| GIVEN INSTRUCTION |
Switch "Kindly" to "Please" in the material, starting with the line that contains "closet rod, one" and going through the line that contains "point(263, 221)". Change nothing else, and leave the pictures out.

# # #

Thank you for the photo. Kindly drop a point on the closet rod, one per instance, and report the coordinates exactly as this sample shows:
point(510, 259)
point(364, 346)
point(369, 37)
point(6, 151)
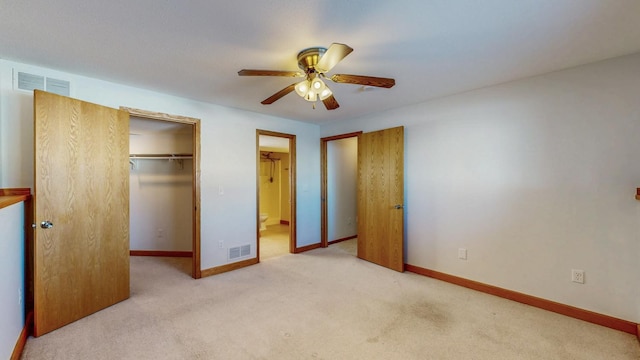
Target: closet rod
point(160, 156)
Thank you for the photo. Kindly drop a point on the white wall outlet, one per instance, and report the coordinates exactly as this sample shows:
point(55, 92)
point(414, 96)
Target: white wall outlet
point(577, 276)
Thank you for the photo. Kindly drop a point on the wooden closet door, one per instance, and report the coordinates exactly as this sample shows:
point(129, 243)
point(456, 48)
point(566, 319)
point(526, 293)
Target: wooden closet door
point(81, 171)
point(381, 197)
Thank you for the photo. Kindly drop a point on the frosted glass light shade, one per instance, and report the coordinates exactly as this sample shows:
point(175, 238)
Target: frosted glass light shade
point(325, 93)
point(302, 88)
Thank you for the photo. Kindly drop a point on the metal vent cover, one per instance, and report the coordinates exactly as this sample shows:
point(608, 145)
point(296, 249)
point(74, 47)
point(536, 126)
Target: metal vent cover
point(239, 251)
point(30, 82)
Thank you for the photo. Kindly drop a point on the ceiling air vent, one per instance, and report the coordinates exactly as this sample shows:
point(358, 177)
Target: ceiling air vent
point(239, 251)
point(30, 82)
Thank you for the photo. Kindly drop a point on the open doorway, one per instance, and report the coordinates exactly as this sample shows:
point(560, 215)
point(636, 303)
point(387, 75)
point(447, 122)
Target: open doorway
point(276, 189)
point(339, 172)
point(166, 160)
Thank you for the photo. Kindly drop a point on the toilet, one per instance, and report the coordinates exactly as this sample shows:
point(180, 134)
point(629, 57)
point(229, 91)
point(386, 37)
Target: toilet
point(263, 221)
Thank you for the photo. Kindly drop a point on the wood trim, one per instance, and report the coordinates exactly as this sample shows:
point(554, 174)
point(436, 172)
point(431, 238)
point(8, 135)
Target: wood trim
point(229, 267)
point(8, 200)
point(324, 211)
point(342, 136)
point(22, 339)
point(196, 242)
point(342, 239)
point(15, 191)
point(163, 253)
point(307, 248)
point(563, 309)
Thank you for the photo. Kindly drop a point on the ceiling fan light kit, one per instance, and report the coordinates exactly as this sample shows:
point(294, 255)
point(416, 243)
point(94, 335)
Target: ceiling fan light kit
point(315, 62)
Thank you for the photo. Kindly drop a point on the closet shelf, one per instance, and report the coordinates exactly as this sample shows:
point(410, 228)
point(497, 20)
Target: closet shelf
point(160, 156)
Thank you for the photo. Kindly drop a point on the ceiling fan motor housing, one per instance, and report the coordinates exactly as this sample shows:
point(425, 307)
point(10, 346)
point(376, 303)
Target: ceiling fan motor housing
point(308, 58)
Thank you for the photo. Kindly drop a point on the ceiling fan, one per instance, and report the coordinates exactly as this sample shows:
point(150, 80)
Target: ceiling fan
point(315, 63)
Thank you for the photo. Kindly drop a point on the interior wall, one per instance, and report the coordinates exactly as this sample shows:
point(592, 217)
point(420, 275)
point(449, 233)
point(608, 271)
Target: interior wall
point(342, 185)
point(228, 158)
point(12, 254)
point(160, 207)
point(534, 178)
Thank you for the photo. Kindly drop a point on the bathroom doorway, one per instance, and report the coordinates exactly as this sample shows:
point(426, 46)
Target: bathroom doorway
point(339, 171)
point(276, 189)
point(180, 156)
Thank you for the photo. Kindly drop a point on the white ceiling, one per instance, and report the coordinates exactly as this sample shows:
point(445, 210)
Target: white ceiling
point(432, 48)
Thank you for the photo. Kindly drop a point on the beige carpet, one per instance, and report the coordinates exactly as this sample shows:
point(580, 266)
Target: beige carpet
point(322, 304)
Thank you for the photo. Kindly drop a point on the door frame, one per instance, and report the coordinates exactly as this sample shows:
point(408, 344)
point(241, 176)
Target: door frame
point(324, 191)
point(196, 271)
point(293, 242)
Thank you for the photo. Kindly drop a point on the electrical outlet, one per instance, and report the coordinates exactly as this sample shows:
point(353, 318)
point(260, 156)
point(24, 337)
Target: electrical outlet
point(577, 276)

# # #

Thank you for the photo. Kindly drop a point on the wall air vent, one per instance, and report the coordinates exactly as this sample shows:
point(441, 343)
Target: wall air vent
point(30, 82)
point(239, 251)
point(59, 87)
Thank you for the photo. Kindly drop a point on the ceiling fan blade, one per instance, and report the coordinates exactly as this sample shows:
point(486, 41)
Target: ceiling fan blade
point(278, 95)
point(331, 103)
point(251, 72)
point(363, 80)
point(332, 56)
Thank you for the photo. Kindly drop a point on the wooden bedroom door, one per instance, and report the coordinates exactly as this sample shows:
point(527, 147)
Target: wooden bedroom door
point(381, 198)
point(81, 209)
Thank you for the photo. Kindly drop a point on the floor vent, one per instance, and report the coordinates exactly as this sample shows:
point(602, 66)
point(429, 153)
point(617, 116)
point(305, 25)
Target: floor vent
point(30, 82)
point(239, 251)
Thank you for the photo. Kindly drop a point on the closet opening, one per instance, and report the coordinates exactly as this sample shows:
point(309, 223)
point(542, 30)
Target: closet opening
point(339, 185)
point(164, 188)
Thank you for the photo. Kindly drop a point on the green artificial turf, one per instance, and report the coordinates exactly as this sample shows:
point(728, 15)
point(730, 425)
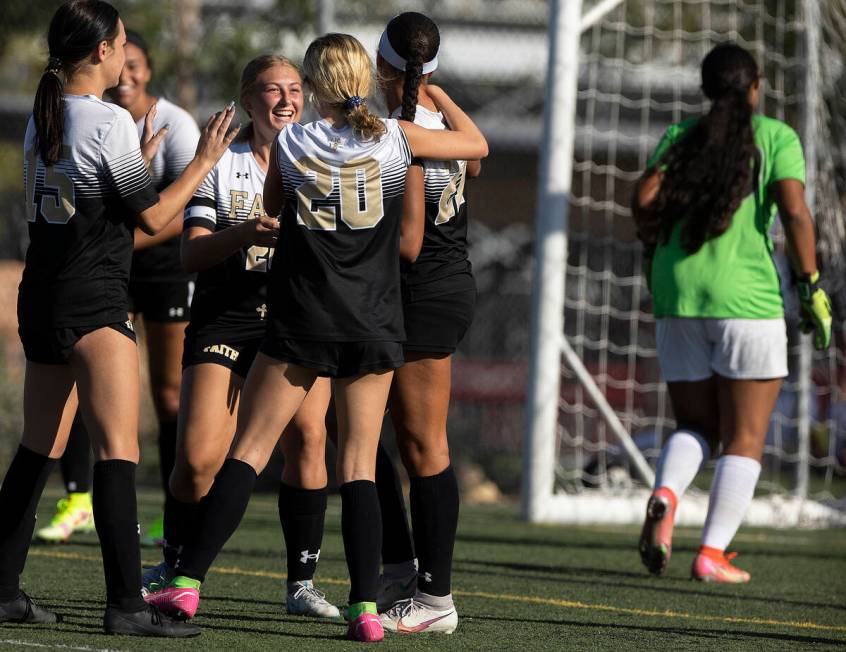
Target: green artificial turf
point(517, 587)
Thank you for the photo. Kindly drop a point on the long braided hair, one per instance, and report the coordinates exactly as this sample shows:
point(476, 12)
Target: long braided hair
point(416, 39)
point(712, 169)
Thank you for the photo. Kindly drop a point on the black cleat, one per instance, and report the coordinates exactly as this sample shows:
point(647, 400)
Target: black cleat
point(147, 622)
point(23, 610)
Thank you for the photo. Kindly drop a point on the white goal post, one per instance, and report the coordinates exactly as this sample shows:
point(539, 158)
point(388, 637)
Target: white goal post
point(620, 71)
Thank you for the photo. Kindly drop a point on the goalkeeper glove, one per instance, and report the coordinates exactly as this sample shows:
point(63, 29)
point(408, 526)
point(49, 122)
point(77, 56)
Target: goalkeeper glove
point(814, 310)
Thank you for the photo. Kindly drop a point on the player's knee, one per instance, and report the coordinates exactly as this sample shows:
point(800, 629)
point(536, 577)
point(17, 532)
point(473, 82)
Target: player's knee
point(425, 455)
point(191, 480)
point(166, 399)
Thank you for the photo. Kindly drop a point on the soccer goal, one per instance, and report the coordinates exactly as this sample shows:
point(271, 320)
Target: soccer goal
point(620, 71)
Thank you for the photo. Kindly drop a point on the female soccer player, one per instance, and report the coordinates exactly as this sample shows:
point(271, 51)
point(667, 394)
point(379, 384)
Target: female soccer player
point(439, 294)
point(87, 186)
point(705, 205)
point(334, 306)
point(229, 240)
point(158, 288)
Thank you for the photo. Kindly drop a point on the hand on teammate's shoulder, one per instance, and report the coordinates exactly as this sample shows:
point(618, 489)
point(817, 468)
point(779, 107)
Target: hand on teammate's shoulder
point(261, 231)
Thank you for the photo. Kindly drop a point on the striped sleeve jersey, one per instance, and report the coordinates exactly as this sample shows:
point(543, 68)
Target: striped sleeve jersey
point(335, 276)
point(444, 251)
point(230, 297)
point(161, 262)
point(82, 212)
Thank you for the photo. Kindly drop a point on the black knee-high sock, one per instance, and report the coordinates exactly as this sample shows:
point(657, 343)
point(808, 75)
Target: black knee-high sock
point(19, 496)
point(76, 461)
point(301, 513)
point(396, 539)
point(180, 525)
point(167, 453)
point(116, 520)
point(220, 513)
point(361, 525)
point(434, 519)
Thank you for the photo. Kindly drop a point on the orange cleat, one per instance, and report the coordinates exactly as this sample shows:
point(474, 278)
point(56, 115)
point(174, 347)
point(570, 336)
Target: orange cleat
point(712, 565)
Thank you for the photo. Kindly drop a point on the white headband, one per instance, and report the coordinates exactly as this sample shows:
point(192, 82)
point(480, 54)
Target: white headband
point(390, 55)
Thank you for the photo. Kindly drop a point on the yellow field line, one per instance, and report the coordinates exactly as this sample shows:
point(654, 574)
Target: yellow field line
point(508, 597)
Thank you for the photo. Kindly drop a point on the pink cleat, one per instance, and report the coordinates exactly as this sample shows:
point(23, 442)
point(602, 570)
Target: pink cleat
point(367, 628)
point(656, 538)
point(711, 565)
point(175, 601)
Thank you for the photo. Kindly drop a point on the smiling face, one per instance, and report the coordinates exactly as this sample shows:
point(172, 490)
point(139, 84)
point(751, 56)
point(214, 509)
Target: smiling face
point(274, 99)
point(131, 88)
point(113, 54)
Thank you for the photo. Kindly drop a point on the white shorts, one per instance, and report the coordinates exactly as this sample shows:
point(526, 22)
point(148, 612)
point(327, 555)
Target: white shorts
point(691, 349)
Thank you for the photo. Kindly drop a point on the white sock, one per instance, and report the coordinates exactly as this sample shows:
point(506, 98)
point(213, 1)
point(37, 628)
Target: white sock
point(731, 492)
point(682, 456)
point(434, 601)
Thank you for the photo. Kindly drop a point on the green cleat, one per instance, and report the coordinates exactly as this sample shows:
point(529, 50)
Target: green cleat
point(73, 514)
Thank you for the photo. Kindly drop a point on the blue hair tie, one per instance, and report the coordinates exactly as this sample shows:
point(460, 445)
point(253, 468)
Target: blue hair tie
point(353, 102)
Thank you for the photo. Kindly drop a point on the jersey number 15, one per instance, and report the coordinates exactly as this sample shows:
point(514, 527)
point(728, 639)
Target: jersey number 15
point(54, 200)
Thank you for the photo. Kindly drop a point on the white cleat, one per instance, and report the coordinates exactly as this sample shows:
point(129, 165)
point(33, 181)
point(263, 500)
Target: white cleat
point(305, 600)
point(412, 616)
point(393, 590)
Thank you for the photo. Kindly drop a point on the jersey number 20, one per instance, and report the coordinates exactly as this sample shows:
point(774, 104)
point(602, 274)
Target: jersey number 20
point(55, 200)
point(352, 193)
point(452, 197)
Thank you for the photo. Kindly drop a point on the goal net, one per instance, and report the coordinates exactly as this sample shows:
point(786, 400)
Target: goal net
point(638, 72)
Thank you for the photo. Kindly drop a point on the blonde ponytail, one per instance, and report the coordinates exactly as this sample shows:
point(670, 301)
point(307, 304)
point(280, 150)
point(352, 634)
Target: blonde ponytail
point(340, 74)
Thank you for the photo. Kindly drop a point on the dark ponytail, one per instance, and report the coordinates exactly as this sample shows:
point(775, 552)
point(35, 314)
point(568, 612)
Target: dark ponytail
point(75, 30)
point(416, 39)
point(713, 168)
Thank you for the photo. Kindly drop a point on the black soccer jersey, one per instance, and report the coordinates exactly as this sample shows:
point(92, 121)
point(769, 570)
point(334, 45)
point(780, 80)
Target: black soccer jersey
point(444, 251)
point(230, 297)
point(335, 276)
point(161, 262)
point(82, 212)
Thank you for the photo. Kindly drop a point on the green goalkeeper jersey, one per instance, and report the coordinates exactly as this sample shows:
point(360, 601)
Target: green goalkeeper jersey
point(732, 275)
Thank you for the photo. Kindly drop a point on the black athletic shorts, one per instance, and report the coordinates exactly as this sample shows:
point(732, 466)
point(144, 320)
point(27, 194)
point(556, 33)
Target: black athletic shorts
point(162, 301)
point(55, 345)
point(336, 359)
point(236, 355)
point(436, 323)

# # #

| WRITTEN RESPONSE |
Thank you for the photo. Please drop a point on the closet rod, one per instance, and report the coordinates exactly as this sample shows:
point(510, 259)
point(364, 346)
point(369, 37)
point(6, 151)
Target: closet rod
point(160, 156)
Thank you for the photo. Please drop a point on the white wall outlet, one per instance, and report the coordinates exactly as this sample shows:
point(55, 92)
point(414, 96)
Target: white wall outlet
point(577, 276)
Thank you for the photo. Please drop a point on the wooden closet door, one per instance, and report the coordinates exactly as this sample shows:
point(129, 243)
point(456, 48)
point(566, 319)
point(526, 293)
Target: wooden closet door
point(81, 171)
point(381, 197)
Thank you for the photo. Please drop a point on the frosted glass light shade, one per instance, and report the coordinates exactly as this sample shows:
point(175, 238)
Target: frosted glass light shade
point(325, 93)
point(302, 88)
Thank you for the photo. Please drop a point on the metal vent cover, one per instance, and report the coordinates exactly as this sample shows:
point(608, 145)
point(296, 249)
point(74, 47)
point(536, 126)
Target: metal vent cover
point(239, 251)
point(30, 82)
Thank you for the photo. Please drop a point on the ceiling air vent, one per instance, and report the coordinates exactly as this sample shows:
point(358, 177)
Target: ceiling air vent
point(239, 251)
point(30, 82)
Thank you for the photo. Please drop a point on the open doorway, one per instance, and report the coordinates exactly as this sample shows:
point(560, 215)
point(636, 303)
point(387, 75)
point(447, 122)
Target: open doorway
point(276, 189)
point(339, 172)
point(166, 160)
Thank you for the photo. Please drop a point on the toilet, one per instance, and report the coordinates exactly as this sample shows:
point(180, 134)
point(629, 57)
point(229, 91)
point(386, 37)
Target: toilet
point(263, 221)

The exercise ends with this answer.